### PROBLEM STATEMENT
Which lines in the items below contain the word "shutter"? Show every such line, matching case exactly.

Saved data entries:
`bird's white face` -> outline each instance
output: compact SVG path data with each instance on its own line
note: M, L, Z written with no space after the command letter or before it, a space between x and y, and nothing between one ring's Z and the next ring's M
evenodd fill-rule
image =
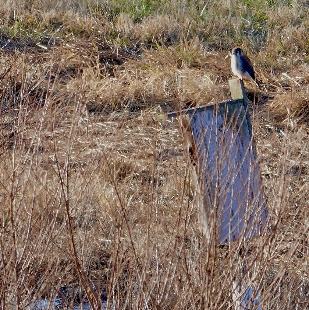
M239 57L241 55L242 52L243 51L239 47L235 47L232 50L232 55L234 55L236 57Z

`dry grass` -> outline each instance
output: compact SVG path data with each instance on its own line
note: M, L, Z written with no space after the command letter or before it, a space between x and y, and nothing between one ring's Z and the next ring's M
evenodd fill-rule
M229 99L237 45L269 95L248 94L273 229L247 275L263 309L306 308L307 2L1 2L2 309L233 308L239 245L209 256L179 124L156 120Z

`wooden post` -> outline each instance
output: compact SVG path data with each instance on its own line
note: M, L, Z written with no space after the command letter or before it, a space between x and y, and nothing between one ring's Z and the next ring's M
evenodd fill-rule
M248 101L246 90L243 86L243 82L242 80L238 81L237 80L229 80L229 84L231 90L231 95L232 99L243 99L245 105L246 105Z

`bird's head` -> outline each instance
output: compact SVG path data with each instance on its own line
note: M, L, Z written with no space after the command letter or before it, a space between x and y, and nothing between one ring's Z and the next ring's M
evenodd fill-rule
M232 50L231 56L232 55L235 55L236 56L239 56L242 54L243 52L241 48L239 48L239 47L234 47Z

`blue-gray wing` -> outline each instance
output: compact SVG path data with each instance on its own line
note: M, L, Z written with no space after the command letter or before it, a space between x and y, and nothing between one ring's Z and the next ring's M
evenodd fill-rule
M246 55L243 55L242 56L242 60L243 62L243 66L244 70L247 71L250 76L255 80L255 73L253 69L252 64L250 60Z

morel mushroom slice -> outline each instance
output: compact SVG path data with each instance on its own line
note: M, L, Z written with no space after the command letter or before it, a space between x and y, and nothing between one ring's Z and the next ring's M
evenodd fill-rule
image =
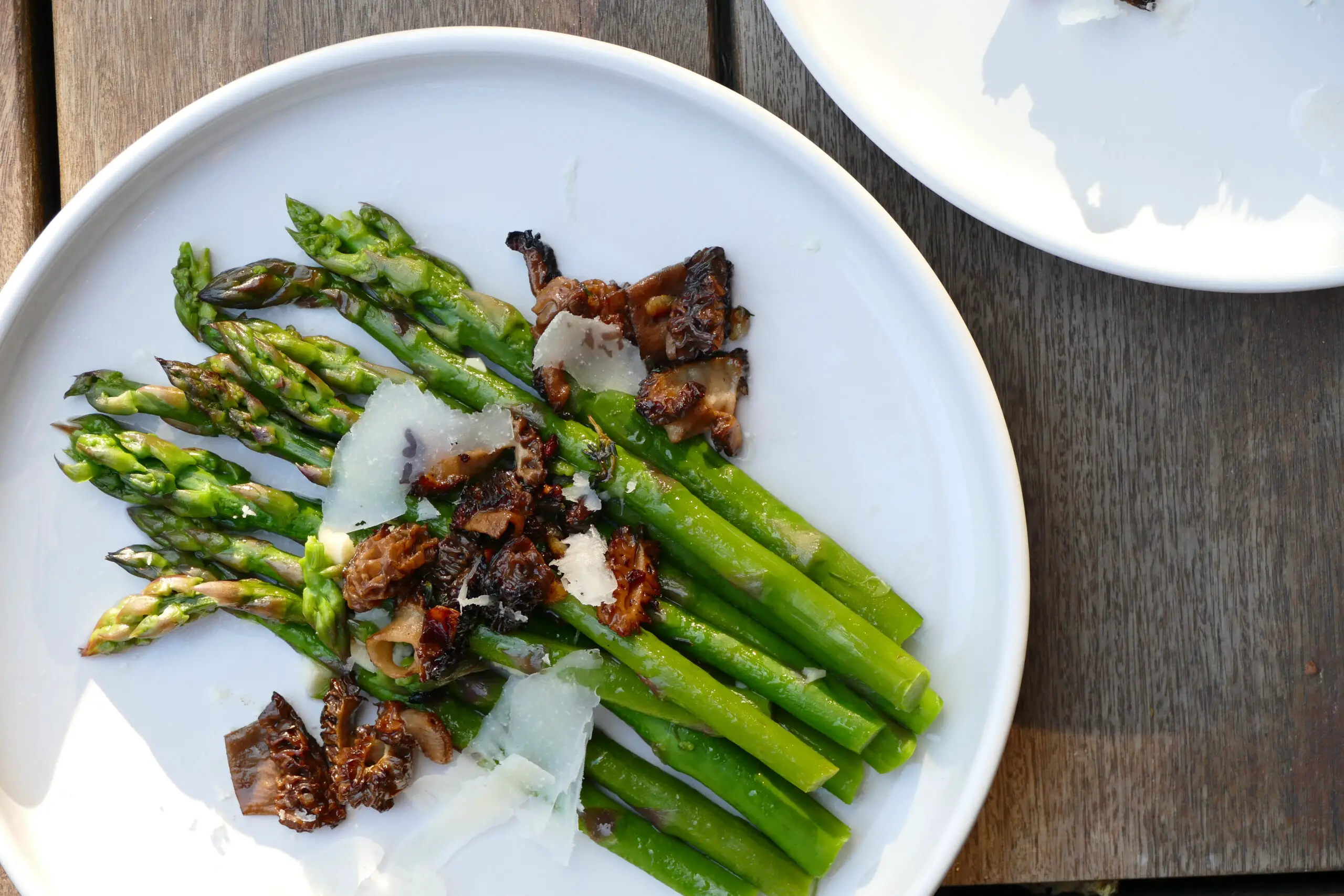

---

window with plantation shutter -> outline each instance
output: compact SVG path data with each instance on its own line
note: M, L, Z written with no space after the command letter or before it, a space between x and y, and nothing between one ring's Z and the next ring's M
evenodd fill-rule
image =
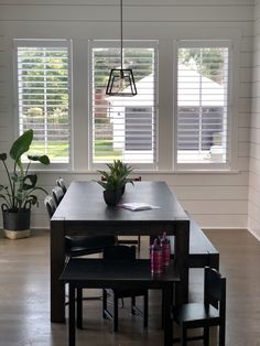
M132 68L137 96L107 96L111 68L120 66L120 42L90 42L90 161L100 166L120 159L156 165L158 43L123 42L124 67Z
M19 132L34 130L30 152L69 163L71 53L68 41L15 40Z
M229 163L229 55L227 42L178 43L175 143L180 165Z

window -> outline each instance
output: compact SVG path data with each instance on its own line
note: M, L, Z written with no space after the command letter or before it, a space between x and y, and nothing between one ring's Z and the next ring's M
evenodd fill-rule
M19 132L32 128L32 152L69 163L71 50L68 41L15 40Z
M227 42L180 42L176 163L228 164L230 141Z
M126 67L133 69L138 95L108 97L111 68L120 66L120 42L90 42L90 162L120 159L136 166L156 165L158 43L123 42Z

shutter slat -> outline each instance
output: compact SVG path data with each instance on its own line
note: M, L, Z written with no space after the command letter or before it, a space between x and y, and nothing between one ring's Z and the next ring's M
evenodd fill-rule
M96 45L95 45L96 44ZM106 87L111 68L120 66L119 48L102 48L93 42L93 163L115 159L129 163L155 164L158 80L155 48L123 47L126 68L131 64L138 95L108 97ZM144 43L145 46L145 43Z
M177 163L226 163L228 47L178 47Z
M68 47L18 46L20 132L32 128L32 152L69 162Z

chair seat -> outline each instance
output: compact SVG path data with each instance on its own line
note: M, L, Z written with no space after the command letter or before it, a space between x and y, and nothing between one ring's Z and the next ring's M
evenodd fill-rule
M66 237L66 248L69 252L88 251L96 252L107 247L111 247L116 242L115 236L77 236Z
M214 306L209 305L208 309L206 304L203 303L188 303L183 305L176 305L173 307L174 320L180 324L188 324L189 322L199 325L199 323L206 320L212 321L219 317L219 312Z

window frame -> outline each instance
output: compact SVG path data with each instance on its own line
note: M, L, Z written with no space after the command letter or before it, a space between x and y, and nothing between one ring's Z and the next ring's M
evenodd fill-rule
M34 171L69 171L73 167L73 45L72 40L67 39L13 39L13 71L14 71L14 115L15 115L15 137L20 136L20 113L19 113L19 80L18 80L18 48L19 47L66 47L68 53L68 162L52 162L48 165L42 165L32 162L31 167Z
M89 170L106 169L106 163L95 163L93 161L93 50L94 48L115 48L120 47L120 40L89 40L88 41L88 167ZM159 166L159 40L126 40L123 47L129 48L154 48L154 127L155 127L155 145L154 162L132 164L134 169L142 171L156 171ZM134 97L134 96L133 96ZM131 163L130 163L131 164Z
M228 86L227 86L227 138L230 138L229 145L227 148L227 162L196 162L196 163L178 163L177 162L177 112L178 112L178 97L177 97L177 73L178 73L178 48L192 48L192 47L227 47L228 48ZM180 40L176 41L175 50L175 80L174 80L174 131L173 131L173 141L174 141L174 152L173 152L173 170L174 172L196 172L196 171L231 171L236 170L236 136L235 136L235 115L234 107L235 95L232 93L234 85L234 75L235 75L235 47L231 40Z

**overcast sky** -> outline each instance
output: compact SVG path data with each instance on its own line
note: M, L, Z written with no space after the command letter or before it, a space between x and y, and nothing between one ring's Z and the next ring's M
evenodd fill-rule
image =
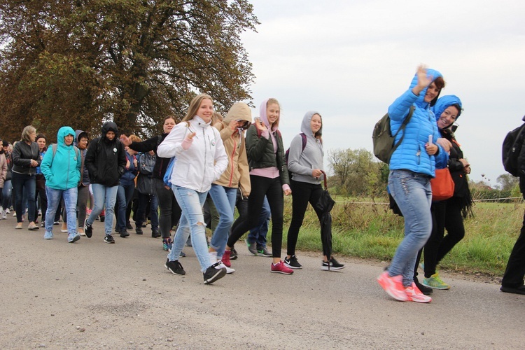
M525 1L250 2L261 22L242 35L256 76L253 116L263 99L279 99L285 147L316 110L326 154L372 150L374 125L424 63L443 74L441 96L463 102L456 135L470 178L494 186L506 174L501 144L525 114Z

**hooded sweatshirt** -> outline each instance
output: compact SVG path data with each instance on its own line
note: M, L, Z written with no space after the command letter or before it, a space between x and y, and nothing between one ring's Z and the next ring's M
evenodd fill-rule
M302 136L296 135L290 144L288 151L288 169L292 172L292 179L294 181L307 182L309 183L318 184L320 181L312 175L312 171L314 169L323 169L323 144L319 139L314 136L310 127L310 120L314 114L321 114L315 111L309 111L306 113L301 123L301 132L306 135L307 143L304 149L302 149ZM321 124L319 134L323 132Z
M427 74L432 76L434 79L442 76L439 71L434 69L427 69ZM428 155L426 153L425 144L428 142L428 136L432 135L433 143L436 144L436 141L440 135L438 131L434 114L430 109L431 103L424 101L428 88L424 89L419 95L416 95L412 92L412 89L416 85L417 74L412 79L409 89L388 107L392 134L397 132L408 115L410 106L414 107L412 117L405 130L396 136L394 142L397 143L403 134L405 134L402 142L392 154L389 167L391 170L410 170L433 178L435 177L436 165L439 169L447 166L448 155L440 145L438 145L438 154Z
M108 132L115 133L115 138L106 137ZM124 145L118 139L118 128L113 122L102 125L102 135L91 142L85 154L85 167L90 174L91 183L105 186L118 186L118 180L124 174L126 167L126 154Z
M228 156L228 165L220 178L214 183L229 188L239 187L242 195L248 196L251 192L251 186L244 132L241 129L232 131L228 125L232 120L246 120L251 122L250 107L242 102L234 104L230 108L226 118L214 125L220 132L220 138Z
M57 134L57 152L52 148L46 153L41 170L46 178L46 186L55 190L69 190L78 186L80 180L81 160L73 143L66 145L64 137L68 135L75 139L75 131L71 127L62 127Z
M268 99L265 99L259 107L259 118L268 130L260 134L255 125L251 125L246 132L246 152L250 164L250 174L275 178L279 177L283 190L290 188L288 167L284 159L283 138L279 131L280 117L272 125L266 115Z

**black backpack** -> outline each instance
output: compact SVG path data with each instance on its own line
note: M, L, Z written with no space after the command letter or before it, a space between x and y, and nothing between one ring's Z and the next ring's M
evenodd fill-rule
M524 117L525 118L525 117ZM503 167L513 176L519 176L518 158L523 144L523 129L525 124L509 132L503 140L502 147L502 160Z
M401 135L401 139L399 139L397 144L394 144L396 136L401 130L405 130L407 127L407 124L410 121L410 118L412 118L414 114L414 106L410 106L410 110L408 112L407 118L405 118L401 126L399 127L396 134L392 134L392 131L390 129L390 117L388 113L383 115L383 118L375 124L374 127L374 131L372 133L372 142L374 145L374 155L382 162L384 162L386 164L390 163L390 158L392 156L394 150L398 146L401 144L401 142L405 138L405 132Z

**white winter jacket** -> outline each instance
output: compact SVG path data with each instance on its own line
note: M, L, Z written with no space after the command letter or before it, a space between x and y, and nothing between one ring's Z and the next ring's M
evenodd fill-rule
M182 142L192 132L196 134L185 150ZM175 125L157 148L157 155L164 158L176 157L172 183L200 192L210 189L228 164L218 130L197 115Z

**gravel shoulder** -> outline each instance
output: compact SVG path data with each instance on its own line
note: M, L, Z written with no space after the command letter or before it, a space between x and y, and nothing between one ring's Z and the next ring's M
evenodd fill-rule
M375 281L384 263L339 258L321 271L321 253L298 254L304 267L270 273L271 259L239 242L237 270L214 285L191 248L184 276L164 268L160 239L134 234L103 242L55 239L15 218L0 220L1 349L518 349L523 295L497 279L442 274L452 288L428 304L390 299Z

...

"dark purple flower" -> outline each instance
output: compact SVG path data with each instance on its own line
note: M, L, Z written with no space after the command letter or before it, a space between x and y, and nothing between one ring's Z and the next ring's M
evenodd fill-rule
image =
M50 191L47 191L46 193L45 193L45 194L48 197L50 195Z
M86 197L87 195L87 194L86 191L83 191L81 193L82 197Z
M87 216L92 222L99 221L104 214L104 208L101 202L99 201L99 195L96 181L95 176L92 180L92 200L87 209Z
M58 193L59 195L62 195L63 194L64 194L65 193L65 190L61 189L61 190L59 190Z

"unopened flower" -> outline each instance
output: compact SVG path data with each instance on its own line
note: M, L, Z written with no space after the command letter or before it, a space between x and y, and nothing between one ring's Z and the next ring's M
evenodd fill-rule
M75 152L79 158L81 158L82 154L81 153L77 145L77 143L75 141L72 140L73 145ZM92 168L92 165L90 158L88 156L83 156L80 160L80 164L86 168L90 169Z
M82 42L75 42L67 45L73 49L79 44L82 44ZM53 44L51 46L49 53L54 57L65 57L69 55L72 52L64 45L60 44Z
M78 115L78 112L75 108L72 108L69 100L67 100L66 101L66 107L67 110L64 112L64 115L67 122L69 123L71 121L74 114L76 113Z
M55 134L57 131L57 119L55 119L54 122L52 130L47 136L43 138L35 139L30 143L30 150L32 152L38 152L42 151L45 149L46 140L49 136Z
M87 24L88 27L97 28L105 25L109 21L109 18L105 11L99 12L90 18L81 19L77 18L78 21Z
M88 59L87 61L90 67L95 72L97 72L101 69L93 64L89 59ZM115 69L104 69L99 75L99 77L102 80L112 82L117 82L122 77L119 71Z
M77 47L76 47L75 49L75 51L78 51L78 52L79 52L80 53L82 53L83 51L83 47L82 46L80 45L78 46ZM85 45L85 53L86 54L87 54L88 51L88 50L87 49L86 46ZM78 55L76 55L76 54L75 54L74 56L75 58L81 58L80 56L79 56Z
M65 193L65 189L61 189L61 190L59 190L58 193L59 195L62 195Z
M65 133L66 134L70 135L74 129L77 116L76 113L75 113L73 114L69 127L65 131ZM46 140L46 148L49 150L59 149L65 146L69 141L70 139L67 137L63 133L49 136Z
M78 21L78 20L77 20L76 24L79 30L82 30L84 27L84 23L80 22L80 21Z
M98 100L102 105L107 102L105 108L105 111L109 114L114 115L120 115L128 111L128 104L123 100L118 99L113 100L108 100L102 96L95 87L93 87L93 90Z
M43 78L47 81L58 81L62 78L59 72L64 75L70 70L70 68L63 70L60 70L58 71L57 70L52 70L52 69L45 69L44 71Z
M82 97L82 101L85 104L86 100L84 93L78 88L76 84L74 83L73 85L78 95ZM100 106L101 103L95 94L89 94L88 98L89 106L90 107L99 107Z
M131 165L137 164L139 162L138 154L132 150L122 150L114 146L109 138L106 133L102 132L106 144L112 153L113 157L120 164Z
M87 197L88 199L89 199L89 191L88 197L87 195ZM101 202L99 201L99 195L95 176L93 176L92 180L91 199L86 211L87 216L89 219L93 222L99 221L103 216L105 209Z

### ANSWER FOR THIS EXERCISE
window with plantation shutter -> outline each instance
shutter slat -> outline each instance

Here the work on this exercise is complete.